:: ACTION ITEM ::
The required answer is every line of the data containing the word "below".

Referring expression pointing data:

......

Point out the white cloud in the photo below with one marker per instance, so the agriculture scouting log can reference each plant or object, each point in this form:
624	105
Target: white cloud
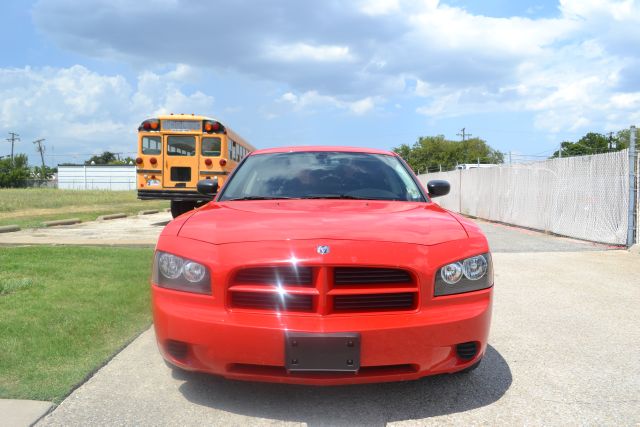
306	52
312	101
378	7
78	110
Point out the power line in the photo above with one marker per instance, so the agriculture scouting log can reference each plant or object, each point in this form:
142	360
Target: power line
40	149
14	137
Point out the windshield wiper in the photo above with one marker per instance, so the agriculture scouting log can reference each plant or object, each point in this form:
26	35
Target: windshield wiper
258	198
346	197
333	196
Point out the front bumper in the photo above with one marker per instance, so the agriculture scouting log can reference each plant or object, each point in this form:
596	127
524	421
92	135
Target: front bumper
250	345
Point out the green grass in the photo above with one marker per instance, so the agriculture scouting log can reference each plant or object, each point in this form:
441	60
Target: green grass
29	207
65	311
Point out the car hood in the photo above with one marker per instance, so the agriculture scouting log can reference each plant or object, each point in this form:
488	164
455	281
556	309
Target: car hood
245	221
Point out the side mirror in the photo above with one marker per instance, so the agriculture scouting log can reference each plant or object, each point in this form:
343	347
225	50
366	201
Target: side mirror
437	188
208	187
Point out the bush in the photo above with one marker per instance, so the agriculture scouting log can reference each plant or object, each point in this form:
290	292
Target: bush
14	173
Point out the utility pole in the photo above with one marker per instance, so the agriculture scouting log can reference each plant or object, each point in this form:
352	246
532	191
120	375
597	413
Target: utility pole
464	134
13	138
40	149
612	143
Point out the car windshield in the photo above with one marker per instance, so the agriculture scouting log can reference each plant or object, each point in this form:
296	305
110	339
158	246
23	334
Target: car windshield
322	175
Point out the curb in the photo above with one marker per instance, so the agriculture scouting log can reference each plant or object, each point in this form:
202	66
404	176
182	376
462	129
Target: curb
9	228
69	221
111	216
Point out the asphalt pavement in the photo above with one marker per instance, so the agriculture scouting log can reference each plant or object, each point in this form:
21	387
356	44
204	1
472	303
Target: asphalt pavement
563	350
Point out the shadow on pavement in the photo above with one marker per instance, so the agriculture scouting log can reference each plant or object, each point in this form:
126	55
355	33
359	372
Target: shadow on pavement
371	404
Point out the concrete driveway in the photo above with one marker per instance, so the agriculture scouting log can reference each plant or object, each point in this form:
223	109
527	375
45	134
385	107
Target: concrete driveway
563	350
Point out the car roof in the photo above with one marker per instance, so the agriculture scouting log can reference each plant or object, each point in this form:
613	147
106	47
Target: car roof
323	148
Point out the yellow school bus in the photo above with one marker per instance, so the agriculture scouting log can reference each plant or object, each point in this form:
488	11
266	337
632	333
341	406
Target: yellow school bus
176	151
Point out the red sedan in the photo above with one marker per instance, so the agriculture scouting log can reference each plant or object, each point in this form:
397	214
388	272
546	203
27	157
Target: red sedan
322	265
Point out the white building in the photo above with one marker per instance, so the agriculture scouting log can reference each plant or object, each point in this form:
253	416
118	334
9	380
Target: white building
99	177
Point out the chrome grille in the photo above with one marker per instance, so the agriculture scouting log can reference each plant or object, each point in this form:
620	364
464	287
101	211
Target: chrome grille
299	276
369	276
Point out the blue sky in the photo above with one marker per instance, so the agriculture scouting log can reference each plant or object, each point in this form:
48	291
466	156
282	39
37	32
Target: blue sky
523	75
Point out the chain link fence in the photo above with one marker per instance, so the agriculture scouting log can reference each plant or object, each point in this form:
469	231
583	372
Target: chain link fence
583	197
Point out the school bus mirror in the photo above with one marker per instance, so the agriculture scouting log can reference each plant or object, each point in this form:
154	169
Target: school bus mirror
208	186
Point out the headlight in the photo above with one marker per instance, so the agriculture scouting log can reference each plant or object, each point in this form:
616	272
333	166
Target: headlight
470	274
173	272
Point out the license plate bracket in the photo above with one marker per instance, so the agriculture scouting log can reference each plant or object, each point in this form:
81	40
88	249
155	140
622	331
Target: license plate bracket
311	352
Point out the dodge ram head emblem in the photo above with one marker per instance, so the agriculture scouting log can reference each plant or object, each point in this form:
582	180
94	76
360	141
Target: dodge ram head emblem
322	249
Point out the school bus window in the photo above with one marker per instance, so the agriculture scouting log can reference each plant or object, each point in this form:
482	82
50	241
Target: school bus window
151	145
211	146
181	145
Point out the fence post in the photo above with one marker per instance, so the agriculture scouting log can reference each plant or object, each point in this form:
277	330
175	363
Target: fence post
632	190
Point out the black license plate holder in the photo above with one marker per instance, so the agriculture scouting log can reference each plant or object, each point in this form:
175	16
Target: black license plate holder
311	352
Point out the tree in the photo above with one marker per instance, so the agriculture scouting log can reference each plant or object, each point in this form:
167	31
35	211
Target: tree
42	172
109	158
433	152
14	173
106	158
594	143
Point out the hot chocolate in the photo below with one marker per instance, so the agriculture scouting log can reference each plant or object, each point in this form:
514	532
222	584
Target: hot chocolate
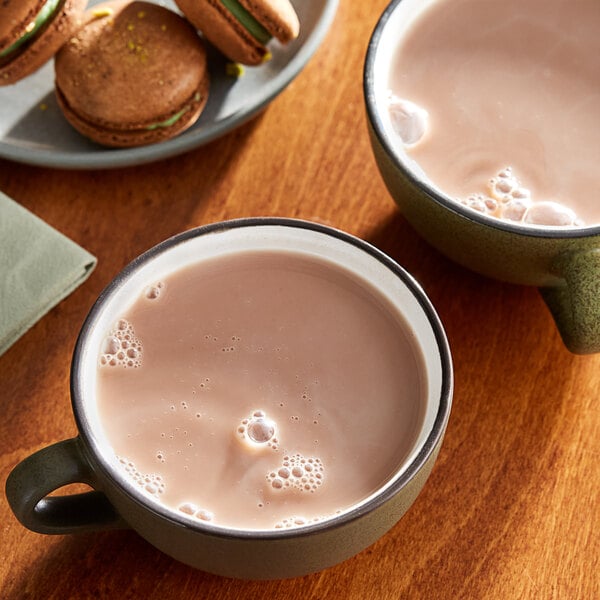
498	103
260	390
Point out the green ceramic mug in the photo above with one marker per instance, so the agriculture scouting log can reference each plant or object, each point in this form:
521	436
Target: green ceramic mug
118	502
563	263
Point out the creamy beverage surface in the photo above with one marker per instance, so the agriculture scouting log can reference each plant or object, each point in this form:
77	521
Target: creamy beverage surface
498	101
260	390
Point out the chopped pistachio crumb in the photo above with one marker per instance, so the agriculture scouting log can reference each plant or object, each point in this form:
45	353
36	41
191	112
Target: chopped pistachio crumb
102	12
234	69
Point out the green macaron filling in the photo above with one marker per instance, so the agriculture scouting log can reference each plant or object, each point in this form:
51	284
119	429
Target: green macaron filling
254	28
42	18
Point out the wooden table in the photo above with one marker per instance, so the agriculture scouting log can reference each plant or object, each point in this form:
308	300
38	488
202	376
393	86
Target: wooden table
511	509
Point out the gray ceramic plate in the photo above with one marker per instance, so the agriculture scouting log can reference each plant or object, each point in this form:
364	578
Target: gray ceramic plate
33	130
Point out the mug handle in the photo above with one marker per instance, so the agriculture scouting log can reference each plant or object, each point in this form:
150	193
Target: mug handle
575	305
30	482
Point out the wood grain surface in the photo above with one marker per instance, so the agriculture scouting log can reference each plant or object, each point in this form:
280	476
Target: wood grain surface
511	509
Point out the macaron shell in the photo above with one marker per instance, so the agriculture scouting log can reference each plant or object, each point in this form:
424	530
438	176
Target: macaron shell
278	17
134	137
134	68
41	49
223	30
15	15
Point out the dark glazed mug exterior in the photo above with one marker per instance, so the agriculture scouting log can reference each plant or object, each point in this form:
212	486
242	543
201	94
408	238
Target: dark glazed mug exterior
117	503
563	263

......

:: SOLVED PROBLEM ::
Point out the white cloud in the photo below with one marker per instance, so the agriculture scouting log can reference each plant or object, each point in this form:
Point out the hot chocolate in the photo below with one marker per instance, so the agriculture scouting log can reference each plant or object, each point in this form:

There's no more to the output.